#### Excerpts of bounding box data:
%%

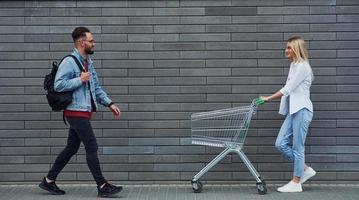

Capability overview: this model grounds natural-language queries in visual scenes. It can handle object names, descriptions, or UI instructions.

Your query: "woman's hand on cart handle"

[259,96,269,103]
[255,97,265,106]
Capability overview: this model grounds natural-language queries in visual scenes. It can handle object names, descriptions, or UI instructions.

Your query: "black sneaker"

[39,177,66,195]
[97,182,122,197]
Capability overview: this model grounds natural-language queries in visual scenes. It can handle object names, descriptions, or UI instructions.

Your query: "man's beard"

[85,49,95,55]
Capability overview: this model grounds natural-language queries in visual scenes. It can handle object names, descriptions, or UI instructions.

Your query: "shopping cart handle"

[255,98,264,106]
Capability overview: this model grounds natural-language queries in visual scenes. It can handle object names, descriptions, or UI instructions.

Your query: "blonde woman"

[260,36,316,192]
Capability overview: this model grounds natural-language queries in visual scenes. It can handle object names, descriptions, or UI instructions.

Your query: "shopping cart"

[191,98,267,194]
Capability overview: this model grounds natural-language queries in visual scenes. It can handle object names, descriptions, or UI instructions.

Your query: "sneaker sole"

[39,183,64,195]
[277,190,303,193]
[97,188,122,197]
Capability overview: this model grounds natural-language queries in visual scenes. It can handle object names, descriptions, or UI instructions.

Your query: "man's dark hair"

[72,27,90,42]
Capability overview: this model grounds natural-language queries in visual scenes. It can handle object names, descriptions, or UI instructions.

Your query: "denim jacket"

[279,62,314,115]
[54,48,112,112]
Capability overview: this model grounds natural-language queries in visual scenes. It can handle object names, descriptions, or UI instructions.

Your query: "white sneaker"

[277,181,303,192]
[300,167,317,184]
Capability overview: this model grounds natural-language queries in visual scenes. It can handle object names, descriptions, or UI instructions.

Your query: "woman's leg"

[275,115,294,161]
[292,108,313,179]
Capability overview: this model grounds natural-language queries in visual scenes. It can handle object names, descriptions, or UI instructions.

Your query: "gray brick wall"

[0,0,359,182]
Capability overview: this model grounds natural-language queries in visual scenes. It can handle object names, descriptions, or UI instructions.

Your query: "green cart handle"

[254,98,264,106]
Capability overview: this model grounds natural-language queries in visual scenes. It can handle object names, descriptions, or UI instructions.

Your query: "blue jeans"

[275,108,313,177]
[47,117,106,186]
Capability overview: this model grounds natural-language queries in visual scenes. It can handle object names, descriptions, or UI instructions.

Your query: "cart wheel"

[256,181,267,195]
[191,180,203,193]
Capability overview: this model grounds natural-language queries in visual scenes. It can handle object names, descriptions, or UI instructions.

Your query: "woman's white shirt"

[279,62,314,115]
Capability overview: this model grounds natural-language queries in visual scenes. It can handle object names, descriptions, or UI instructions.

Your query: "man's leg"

[47,127,81,181]
[67,117,106,186]
[39,127,81,195]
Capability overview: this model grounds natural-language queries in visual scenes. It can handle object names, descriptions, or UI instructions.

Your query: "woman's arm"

[260,91,283,102]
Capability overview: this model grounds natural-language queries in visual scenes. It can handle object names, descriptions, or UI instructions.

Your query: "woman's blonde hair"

[288,36,308,62]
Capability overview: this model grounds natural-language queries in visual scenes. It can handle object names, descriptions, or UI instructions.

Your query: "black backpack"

[44,55,84,111]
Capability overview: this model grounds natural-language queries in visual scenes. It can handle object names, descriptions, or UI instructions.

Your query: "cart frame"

[191,99,267,194]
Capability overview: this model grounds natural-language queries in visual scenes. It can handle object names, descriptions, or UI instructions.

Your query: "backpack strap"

[58,54,85,126]
[59,54,85,72]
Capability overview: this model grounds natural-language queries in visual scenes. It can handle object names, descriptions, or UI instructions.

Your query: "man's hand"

[80,72,91,83]
[110,104,121,119]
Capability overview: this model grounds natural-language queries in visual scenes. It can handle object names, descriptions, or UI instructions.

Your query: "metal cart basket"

[191,98,267,194]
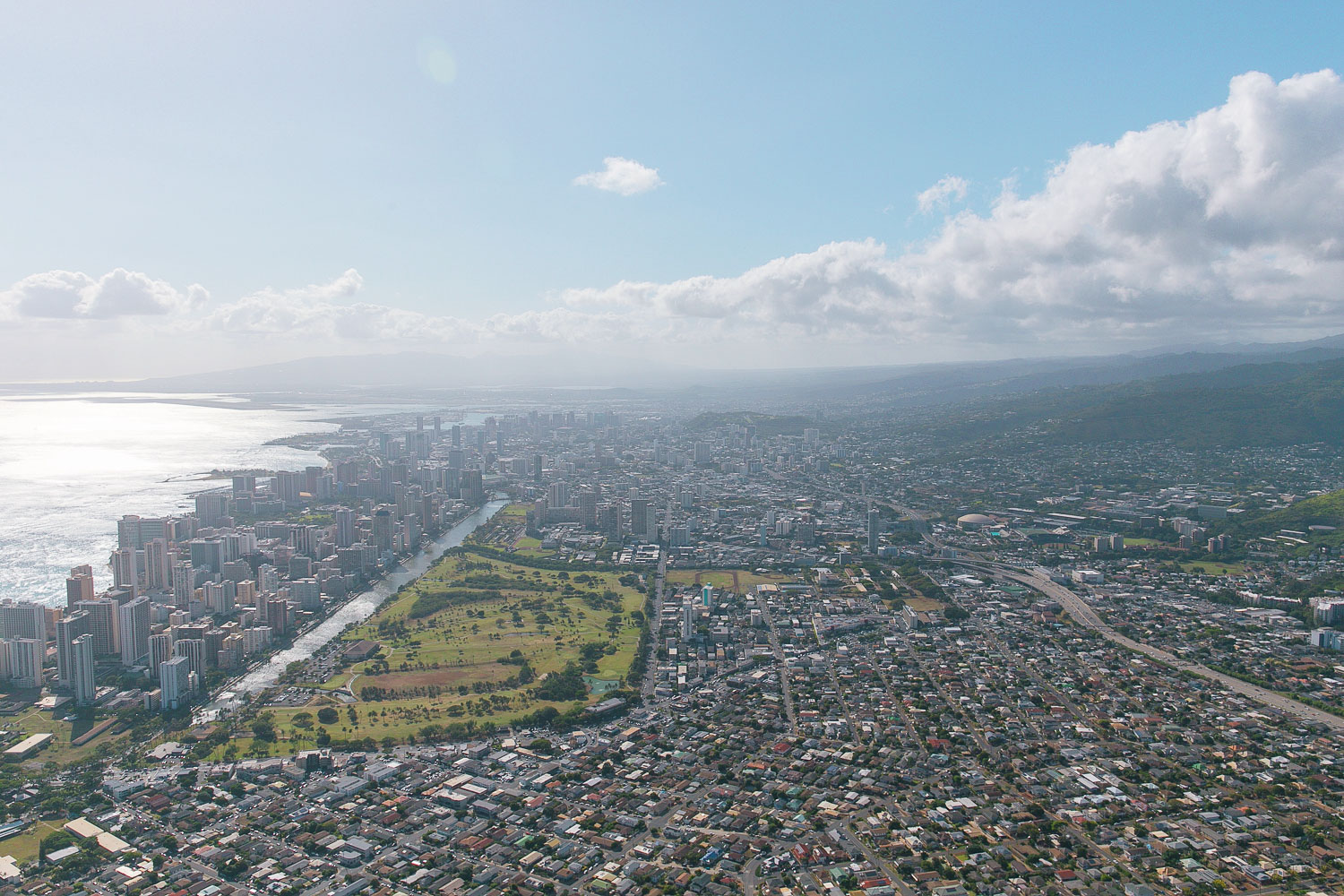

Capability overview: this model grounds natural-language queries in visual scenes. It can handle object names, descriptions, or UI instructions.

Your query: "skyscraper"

[0,602,47,643]
[112,548,140,594]
[117,598,150,667]
[4,638,47,688]
[173,638,206,702]
[70,634,99,707]
[75,599,121,657]
[336,508,355,548]
[150,634,172,676]
[172,560,196,608]
[66,567,96,607]
[145,538,172,591]
[56,610,93,688]
[159,655,192,711]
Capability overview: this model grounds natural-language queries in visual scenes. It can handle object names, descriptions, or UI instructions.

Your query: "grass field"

[0,818,66,866]
[1180,560,1246,575]
[0,707,125,766]
[259,554,645,754]
[667,570,795,594]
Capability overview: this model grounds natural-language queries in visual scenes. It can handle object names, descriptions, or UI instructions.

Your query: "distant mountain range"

[10,334,1344,446]
[930,358,1344,447]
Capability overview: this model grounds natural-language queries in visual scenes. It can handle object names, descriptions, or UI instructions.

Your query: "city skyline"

[0,5,1344,382]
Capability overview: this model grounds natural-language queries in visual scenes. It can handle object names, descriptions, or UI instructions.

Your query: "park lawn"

[303,672,354,691]
[266,554,645,753]
[218,689,581,761]
[667,570,795,594]
[0,707,125,766]
[0,818,65,866]
[1180,560,1246,575]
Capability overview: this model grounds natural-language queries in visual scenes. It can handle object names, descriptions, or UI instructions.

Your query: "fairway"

[1180,560,1246,575]
[267,551,645,753]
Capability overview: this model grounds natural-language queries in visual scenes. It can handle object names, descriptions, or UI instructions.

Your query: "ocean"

[0,393,341,606]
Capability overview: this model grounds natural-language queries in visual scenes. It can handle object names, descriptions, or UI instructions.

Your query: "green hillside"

[929,360,1344,447]
[685,411,812,438]
[1234,489,1344,535]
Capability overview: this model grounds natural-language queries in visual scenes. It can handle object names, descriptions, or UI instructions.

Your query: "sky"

[0,0,1344,382]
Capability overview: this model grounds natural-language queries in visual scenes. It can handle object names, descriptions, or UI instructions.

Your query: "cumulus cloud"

[559,71,1344,344]
[0,267,210,318]
[916,175,970,215]
[0,71,1344,358]
[574,156,663,196]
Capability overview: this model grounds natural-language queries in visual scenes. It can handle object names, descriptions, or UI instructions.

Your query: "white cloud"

[916,175,970,215]
[574,156,663,196]
[0,71,1344,370]
[0,267,210,318]
[548,71,1344,347]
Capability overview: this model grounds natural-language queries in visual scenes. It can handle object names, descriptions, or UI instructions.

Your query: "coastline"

[193,493,508,723]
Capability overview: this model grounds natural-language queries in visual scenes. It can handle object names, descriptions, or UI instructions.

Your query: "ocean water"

[0,393,341,605]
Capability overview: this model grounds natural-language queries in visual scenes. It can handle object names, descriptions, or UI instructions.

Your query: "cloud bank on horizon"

[0,70,1344,365]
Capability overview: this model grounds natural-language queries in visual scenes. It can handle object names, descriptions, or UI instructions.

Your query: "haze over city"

[10,0,1344,896]
[0,4,1344,380]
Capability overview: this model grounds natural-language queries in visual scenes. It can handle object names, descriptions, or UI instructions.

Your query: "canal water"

[196,498,508,723]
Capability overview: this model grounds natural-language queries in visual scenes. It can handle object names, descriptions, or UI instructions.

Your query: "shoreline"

[193,493,508,724]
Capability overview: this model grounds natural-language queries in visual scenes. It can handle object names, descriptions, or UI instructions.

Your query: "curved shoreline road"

[954,560,1344,732]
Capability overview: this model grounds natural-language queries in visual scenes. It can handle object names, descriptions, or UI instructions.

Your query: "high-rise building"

[56,610,93,688]
[66,570,97,607]
[172,560,196,608]
[580,489,597,532]
[145,538,172,591]
[289,578,323,613]
[75,598,121,657]
[173,638,206,702]
[150,634,172,676]
[631,498,650,538]
[117,598,150,667]
[4,638,47,688]
[336,508,355,548]
[159,654,193,711]
[0,602,47,643]
[682,602,699,641]
[70,634,99,707]
[188,538,228,573]
[196,492,228,527]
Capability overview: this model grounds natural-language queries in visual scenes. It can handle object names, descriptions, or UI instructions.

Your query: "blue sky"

[0,3,1344,377]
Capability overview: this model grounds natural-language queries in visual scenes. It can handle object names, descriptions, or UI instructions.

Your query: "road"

[640,552,668,704]
[954,560,1344,732]
[757,595,798,737]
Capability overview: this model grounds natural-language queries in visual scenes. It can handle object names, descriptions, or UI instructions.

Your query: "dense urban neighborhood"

[0,407,1344,896]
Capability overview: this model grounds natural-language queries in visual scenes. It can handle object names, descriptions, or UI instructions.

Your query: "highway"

[954,559,1344,732]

%%

#### Given request:
Can you copy the lines above word for word, beginning with the first one and stopping after the one that contains "[85,49,95,55]", with the picture left out?

#### Finished exercise:
Capability overview: this model grounds natural-language queries in visual scenes. It can handle object names, descriptions, or UI instructions.

Your query: "woman's hand on cart handle"

[259,96,269,103]
[255,97,265,106]
Capability overview: this model grounds natural-language queries in visual scenes. It can handle object names, descriptions, or UI instructions.

Your query: "black sneaker"

[39,177,66,195]
[97,182,122,197]
Capability overview: this model grounds natural-language queries in visual scenes. It can handle object names, descriptions, or UI instructions.

Your query: "man's beard"

[85,49,95,55]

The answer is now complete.